- Texte source:
◆ ◆ ◆ ◆ ◆ ◆ ◆
Parmi les nombreuses améliorations requises, nous voulons que les personnes ayant des troubles mentaux et des maladies mentales sortent des établissements correctionnels et reçoivent des soins de santé mentale dans la communauté. Il faut investir davantage dans des stratégies concrètes fondées sur des données probantes qui préviennent les comportements d’automutilation dans les prisons. Il faut aussi offrir aux détenus autochtones plus d’occasions de participer à des activités culturelles et spirituelles, y compris des pavillons de ressourcement. Nous devons faire en sorte que tous disposent d’un plan de continuité des soins en santé mentale lorsqu’ils sont libérés.

Troisièmement, nous recommandons de protéger et de promouvoir la santé et la sécurité psychologiques des employés qui travaillent dans les établissements correctionnels.

Je parlerai brièvement sous peu de quelques-unes des initiatives en santé mentale qui ciblent ce groupe, mais je vais maintenant céder la parole à Anne-Marie Hourigan, qui connaît très bien ces questions grâce à sa vaste expérience en tant que juge de la Cour de justice de l’Ontario. Avant de prendre sa retraite, elle a présidé exclusivement des procès criminels pendant 12 ans. Avant sa nomination à la cour, elle a pratiqué le droit criminel à Toronto, et a été à la fois avocate de la défense et procureure pour le procureur général du Canada. Au cours de ses 30 années dans le système canadien de justice pénale, Anne-Marie a rencontré des milliers de personnes touchées par la maladie mentale. Elle a constaté la corrélation directe et constante entre les lacunes dans leurs soins de santé mentale et leur comparution devant les tribunaux.

Elle a pris sa retraite prématurément de la magistrature pour sensibiliser les gens à cette question. Mme Hourigan a donné de multiples conférences sur la corrélation entre la santé mentale et le comportement criminel. Elle a aussi parlé de la nécessité d’intégrer la littéracie en santé mentale dans le système d’éducation pour accroître la sensibilisation, réduire la stigmatisation et faire la promotion de l’intervention précoce et des traitements. Je l’invite donc à nous faire part de ses connaissances à ce sujet.
◆ ◆ ◆ ◆ ◆ ◆ ◆
[Descriptions de régions en langage naturel]
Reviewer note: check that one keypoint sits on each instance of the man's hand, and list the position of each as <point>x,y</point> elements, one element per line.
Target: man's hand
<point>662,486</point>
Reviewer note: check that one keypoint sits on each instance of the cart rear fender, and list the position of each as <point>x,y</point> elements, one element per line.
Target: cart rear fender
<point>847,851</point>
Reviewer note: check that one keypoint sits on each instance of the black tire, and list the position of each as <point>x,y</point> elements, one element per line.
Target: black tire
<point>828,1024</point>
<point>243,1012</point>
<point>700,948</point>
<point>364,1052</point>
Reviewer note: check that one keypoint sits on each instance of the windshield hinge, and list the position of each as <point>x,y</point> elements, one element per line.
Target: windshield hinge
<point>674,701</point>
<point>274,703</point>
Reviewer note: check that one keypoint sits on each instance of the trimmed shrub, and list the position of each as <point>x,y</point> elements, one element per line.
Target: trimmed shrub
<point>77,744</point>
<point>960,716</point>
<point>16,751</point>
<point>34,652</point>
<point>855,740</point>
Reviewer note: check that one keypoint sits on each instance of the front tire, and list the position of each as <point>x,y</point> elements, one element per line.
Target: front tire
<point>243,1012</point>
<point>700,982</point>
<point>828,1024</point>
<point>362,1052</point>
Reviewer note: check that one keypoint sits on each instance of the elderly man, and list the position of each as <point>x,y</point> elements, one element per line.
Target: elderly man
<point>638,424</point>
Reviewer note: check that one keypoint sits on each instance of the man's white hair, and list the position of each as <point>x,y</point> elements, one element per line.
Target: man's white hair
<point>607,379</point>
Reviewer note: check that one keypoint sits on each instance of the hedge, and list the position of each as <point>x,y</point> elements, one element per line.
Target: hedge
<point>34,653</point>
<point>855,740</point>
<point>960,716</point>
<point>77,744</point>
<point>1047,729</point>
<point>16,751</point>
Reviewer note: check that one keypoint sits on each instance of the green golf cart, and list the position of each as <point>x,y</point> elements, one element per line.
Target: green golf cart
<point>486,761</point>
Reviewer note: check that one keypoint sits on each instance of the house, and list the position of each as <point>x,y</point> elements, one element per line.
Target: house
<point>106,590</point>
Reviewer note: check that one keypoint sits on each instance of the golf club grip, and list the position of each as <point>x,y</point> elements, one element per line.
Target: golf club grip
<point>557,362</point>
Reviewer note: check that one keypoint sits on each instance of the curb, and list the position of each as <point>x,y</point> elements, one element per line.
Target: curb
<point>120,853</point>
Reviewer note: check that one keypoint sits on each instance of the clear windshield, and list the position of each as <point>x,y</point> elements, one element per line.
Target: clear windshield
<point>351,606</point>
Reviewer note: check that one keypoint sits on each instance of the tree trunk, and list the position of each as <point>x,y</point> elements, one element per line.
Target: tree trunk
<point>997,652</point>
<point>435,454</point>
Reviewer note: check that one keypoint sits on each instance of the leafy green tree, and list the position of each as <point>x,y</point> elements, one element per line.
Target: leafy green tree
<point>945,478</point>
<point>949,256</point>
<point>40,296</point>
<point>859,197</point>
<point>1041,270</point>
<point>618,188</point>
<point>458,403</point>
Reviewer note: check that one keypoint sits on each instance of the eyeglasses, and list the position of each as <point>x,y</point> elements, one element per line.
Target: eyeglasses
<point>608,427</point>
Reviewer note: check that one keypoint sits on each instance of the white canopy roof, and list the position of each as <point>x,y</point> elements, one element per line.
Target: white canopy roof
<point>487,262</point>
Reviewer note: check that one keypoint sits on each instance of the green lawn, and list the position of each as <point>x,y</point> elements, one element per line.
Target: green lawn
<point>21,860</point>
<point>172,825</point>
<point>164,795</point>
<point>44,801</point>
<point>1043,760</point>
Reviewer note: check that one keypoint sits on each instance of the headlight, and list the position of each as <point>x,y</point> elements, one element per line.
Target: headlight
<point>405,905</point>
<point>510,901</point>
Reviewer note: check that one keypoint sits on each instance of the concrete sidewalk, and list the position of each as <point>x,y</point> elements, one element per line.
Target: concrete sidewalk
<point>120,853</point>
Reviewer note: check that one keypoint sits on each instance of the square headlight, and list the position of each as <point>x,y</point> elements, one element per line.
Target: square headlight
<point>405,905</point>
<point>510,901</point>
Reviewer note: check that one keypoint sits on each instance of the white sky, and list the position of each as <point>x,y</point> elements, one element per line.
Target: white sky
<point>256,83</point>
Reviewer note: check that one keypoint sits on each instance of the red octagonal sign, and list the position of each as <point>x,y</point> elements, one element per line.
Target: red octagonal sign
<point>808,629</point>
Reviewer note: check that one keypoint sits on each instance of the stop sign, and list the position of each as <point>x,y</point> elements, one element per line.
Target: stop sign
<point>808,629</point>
◆ ◆ ◆ ◆ ◆ ◆ ◆
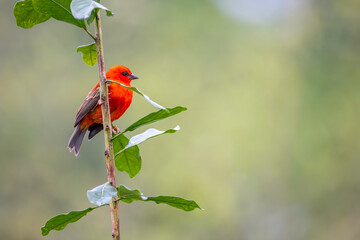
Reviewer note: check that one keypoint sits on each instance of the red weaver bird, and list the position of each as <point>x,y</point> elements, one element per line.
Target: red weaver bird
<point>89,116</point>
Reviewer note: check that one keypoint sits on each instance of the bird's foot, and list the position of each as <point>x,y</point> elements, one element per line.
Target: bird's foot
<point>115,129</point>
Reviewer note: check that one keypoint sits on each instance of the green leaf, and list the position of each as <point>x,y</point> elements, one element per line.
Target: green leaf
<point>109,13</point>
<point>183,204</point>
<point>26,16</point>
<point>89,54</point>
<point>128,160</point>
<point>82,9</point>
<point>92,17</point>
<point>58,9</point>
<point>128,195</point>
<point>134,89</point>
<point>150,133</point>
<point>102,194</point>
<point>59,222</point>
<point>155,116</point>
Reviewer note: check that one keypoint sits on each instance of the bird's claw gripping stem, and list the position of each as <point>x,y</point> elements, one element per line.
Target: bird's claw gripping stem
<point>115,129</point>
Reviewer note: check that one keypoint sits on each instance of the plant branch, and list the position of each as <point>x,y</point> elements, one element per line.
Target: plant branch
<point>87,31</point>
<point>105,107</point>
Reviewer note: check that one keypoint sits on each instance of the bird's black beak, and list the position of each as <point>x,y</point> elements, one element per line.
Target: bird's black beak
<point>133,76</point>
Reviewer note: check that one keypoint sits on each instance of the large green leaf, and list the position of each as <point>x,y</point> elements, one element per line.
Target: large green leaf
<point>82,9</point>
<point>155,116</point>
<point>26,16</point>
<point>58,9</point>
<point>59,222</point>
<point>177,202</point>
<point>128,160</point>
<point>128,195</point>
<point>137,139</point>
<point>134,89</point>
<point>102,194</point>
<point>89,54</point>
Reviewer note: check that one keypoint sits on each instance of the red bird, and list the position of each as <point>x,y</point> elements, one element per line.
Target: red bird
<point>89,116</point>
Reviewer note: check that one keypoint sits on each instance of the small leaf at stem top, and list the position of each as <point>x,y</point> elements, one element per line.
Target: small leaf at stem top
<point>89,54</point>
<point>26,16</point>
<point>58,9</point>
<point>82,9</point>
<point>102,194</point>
◆ ◆ ◆ ◆ ◆ ◆ ◆
- Travail demandé:
(a) D'après le texte sur la santé mentale en milieu correctionnel, pendant combien d'années Anne-Marie Hourigan a-t-elle présidé exclusivement des procès criminels ?
(b) Prolongez le texte sur la santé mentale en milieu correctionnel à partir de sa dernière phrase.
La liste ne sert pas pour ce travail.

- Corrigé:
(a) Pendant 12 ans.

(b)
Anne-Marie Hourigan, juge à la retraite de la Cour de justice de l’Ontario et directrice, conseil d’administration, Commission de la santé mentale du Canada : Je vous remercie, Louise, de votre aimable présentation. Je vous remercie également, madame la présidente et mesdames les membres du comité, de me permettre de vous parler aujourd’hui de mon expérience auprès des personnes incarcérées qui vivent avec des troubles mentaux ou une maladie mentale. Mon expérience auprès de ces personnes m’a bouleversée si profondément que j’ai quitté la magistrature il y a quatre ans pour créer la Fondation Hourigan, qui apporte son soutien à des organisations canadiennes qui œuvrent à promouvoir l’autonomie des jeunes atteints de problèmes de santé mentale ou de difficultés d’apprentissage.

Mon expérience au sein de la magistrature m’a convaincue que beaucoup des personnes qui comparaissent devant le tribunal n’ont pas besoin d’aboutir là. Une foule d’adolescents comparaissant régulièrement devant moi avaient simplement été victimes des défaillances du système de soutien en santé mentale, du système d’enseignement ou du système d’aide sociale. Je constatais qu’ils auraient pu éviter le système de justice pénale s’ils avaient eu accès à des services et à des mesures d’aide convenables en santé mentale à des moments clés de leur vie, avant d’avoir de sérieux démêlés avec la justice.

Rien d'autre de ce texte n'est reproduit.